## OBJECTIVE:
Convert the listing below into a JSON list of strings, with one string for each line and any blank lines omitted.

(Location identification entries)
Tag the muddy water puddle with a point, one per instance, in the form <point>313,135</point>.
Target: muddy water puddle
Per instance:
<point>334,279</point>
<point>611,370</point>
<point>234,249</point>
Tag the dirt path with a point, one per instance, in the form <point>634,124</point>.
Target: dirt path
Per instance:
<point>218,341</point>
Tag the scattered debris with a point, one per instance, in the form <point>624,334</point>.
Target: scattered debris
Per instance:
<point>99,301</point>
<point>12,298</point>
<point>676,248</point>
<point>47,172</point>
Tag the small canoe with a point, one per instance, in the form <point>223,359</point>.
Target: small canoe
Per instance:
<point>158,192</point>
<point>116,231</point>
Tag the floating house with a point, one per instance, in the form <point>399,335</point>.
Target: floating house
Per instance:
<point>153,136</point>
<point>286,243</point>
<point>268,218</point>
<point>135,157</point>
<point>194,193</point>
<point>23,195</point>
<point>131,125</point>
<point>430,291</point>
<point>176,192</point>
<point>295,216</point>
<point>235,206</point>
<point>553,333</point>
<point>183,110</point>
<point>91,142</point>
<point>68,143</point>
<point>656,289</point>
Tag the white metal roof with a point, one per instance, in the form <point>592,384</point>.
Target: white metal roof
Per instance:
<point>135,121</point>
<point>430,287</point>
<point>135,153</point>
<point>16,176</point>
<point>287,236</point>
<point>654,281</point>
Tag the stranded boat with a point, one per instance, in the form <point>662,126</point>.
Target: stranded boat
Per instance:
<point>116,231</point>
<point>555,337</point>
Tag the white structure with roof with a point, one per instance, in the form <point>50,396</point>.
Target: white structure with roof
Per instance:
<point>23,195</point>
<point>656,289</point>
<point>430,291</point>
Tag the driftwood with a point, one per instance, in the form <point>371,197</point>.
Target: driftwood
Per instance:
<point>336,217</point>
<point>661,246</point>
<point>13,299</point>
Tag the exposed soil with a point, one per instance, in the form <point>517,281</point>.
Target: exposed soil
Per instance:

## OUTPUT:
[
  "Tag the muddy water puddle with a point, one per instance, in the form <point>313,135</point>.",
  "Target: muddy water puddle",
  "Per instance:",
  "<point>334,279</point>",
  "<point>611,370</point>",
  "<point>234,249</point>",
  "Tag the dirt path with a point, one per instance, in the form <point>634,124</point>.",
  "Target: dirt path",
  "Per instance:",
  "<point>218,341</point>",
  "Tag the scattered debris with a point, one per instance, in the form <point>624,334</point>.",
  "Target: scattered debris",
  "Per instance:",
  "<point>99,301</point>",
  "<point>12,298</point>",
  "<point>676,248</point>",
  "<point>47,172</point>",
  "Tag the small canoe with a point, one per instance, in the form <point>223,359</point>.",
  "Target: small canoe",
  "Per instance:",
  "<point>158,192</point>",
  "<point>116,231</point>",
  "Tag the floating house with a point, one per instance, in the form <point>399,335</point>.",
  "Target: floating house",
  "Per instance:",
  "<point>153,136</point>",
  "<point>286,243</point>",
  "<point>268,218</point>",
  "<point>135,157</point>",
  "<point>194,193</point>",
  "<point>23,195</point>",
  "<point>131,125</point>",
  "<point>430,291</point>",
  "<point>176,192</point>",
  "<point>295,216</point>",
  "<point>235,206</point>",
  "<point>553,333</point>",
  "<point>183,110</point>",
  "<point>91,142</point>",
  "<point>68,143</point>",
  "<point>656,289</point>",
  "Tag the white metal roof with a point, one per instance, in the form <point>592,384</point>.",
  "Target: white metal roof",
  "Per instance:",
  "<point>135,121</point>",
  "<point>430,287</point>",
  "<point>135,153</point>",
  "<point>16,176</point>",
  "<point>287,236</point>",
  "<point>654,281</point>",
  "Tag the stranded boat with a point, one per instance, in the form <point>662,126</point>.",
  "Target: stranded boat",
  "Per instance:",
  "<point>116,231</point>",
  "<point>555,337</point>",
  "Tag the white structure with roof with a point, one per instance, in the form <point>50,396</point>.",
  "Target: white structure with roof",
  "Per instance:",
  "<point>23,195</point>",
  "<point>656,289</point>",
  "<point>430,291</point>",
  "Tag the driftwood with a point, one per instance, in the form <point>371,197</point>.",
  "Target: driftwood",
  "Per instance:",
  "<point>336,217</point>",
  "<point>661,246</point>",
  "<point>13,299</point>",
  "Tag the exposed soil with a point, one per instance, in the form <point>517,281</point>.",
  "Target: exposed soil",
  "Per instance:"
]